■ TASK BRIEF
Retype all of the data that follows, line for line.

(Collected data)
□ □ □ □ □

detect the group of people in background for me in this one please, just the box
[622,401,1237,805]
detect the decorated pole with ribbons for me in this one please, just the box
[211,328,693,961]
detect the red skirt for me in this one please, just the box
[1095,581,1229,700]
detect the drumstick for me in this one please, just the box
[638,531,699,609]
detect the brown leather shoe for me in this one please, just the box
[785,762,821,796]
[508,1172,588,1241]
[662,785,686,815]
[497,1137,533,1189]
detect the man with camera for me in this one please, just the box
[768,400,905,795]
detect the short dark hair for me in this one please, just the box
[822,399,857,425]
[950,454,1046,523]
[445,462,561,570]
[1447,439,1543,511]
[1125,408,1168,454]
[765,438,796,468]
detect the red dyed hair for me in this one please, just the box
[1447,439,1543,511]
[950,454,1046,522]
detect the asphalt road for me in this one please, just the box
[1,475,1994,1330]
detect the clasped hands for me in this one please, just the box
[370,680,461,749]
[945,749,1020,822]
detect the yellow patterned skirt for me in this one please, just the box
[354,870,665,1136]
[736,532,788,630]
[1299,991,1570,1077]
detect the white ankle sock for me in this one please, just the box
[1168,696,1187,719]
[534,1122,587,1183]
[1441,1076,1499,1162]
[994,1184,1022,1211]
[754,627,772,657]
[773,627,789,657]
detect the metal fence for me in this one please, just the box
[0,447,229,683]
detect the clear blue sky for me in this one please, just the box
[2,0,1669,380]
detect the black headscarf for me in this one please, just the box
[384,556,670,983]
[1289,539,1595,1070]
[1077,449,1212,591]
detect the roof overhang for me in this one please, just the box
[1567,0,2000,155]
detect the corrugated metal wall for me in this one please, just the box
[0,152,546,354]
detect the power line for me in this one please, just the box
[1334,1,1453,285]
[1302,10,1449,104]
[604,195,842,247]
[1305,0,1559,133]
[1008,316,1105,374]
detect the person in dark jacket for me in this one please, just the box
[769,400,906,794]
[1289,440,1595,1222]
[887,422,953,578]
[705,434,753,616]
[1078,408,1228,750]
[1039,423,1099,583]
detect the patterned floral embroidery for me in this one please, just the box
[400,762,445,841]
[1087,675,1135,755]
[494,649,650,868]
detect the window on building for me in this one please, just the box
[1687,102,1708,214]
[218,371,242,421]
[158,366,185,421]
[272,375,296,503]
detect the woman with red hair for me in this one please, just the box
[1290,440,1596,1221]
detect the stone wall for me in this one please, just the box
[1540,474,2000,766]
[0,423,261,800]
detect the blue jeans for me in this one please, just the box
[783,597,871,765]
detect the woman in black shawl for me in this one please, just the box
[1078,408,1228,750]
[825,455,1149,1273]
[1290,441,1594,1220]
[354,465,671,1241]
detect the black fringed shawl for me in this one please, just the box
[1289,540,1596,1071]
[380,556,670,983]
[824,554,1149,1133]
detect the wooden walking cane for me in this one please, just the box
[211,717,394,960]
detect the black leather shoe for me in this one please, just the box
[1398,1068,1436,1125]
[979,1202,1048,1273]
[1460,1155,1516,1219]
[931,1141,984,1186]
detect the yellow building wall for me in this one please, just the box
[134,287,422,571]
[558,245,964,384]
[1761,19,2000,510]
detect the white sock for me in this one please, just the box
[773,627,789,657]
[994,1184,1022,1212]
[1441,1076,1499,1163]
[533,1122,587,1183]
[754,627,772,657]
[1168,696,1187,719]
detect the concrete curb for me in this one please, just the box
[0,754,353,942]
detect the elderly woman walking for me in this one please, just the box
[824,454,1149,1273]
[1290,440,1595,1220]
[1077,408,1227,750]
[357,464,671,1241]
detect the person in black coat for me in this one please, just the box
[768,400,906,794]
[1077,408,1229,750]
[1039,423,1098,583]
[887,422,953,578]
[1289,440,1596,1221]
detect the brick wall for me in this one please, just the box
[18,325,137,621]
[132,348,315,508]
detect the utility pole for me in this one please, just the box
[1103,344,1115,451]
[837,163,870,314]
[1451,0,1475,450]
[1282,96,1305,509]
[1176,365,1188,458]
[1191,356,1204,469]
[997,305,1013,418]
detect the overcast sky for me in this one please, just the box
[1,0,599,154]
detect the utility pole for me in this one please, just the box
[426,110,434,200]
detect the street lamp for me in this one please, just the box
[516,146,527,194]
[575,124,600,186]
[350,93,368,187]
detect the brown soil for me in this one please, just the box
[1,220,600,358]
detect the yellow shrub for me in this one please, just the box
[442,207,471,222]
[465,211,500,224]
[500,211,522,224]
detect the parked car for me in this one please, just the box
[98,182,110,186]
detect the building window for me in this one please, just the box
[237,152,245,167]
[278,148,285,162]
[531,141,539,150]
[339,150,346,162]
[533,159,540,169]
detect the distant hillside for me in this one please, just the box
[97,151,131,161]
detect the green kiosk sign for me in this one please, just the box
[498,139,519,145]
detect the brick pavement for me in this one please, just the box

□ □ □ □ □

■ SOLUTION FOR THIS TASK
detect the group of people in background for me in this one please, just the box
[622,401,1237,805]
detect the decorated pole with ribbons for me in this one please, just the box
[211,328,693,961]
detect the red skirt for me in this one please, just the box
[1095,581,1229,700]
detect the drumstick for me in this one please, just the box
[638,531,699,609]
detect the brown leather shoe for me in this one please, just the box
[785,762,821,796]
[508,1172,588,1241]
[662,785,686,815]
[497,1137,533,1189]
detect the man with camera for me in this one please, just the box
[768,400,905,795]
detect the short dark hair for me in this one please, just the box
[822,399,857,425]
[950,454,1046,523]
[445,462,561,570]
[1447,439,1543,511]
[1125,408,1168,454]
[765,438,796,468]
detect the red dyed hair for me in this one please, just the box
[1447,439,1543,511]
[950,454,1046,522]
detect the asphalt road for me in this one please, just the box
[1,475,1994,1330]
detect the clasped hands for me in this one please, just the box
[370,680,461,749]
[945,749,1020,822]
detect the yellow patterned skirt for me in this one please, just the box
[354,870,665,1136]
[736,532,788,630]
[1299,991,1570,1077]
detect the white ankle sock for me in this one please, just the box
[1168,696,1187,719]
[534,1122,587,1183]
[1441,1076,1499,1162]
[994,1184,1022,1211]
[754,627,772,657]
[773,627,789,657]
detect the metal fence for me in this one please, just the box
[0,447,229,683]
detect the clear blue sky for me in this one please, just the box
[2,0,1669,380]
detect the black headscarf for me in this one please, just the box
[384,556,670,983]
[1289,539,1595,1070]
[1077,449,1212,591]
detect the roof overhang for me in this one please, just the box
[1567,0,2000,155]
detect the corrugated metal wall for me in this one please, just the box
[0,152,546,354]
detect the power line for me in this one please, just the box
[1334,1,1453,285]
[1302,10,1449,104]
[604,195,842,247]
[1305,0,1559,133]
[1008,316,1105,374]
detect the person in dark jacket for me in this one please, just the box
[769,400,906,794]
[1289,440,1595,1222]
[887,422,953,578]
[705,434,753,616]
[1078,408,1228,750]
[1039,423,1099,583]
detect the patterned floral embroidery for me in this one please, just the box
[400,762,445,841]
[1087,675,1135,755]
[494,649,650,868]
detect the window on building for me in this one please, just the box
[1687,102,1708,214]
[218,371,242,421]
[158,366,185,421]
[272,375,296,503]
detect the woman with red hair for me in this one please, just the box
[1290,440,1596,1221]
detect the stone wall for me in this one please, just the box
[1540,474,2000,766]
[0,423,261,800]
detect the blue jeans for me in this one please, just the box
[783,597,871,765]
detect the woman in black shawl for me in this one please, just the box
[1078,408,1228,750]
[825,455,1149,1273]
[1290,441,1594,1220]
[354,465,671,1241]
detect the black fringed shawl for me in this one please, just the box
[1289,540,1596,1071]
[380,556,670,983]
[824,554,1149,1133]
detect the wooden walking cane for me in this one please, just the box
[211,717,394,960]
detect the black leather shoe for me in this one please, just the box
[1398,1068,1436,1125]
[979,1202,1048,1273]
[1460,1155,1516,1219]
[931,1141,984,1186]
detect the yellow building wall for me in this one please, just the box
[134,287,422,571]
[558,245,964,384]
[1761,19,2000,510]
detect the white sock for me in this one please, just the box
[773,627,789,657]
[994,1184,1022,1212]
[1441,1076,1499,1163]
[533,1122,587,1183]
[754,627,772,657]
[1168,696,1187,719]
detect the concrete curb for me in this one please, just the box
[0,754,353,942]
detect the elderly woman walking for me in this one please, just the box
[824,454,1149,1273]
[1290,440,1595,1220]
[1077,408,1227,750]
[357,464,671,1241]
detect the person in black coat for me in this one please, just the box
[768,400,906,794]
[1077,408,1229,750]
[1039,423,1098,583]
[887,422,953,578]
[1289,440,1596,1221]
detect the brick wall for me in this one please, just the box
[18,325,137,621]
[132,348,315,508]
detect the utility pole for me in this one please, just the box
[1103,344,1115,451]
[837,163,870,314]
[1451,0,1475,450]
[1282,96,1305,509]
[1176,365,1188,458]
[1191,356,1204,469]
[997,305,1013,418]
detect the overcast sky for me in this one please, just the box
[1,0,599,154]
detect the utility pole for me in this one please, just the box
[426,110,434,200]
detect the street lamp for me in this one please, just the box
[516,146,527,194]
[575,124,600,186]
[350,93,368,187]
detect the brown soil for me in this one please, just the box
[1,220,600,358]
detect the yellow shrub for me in this one please, just the box
[442,207,471,222]
[465,211,500,224]
[500,211,522,224]
detect the parked car for me in this one please, just the box
[98,182,110,186]
detect the building window for me in this one please, just the box
[237,152,245,167]
[278,148,285,162]
[531,141,539,150]
[339,150,346,162]
[533,159,540,169]
detect the distant hillside for me in this one please, just the box
[97,151,131,161]
detect the green kiosk sign for me in this one please, just the box
[498,139,519,145]
detect the brick pavement for me in this one please, just the box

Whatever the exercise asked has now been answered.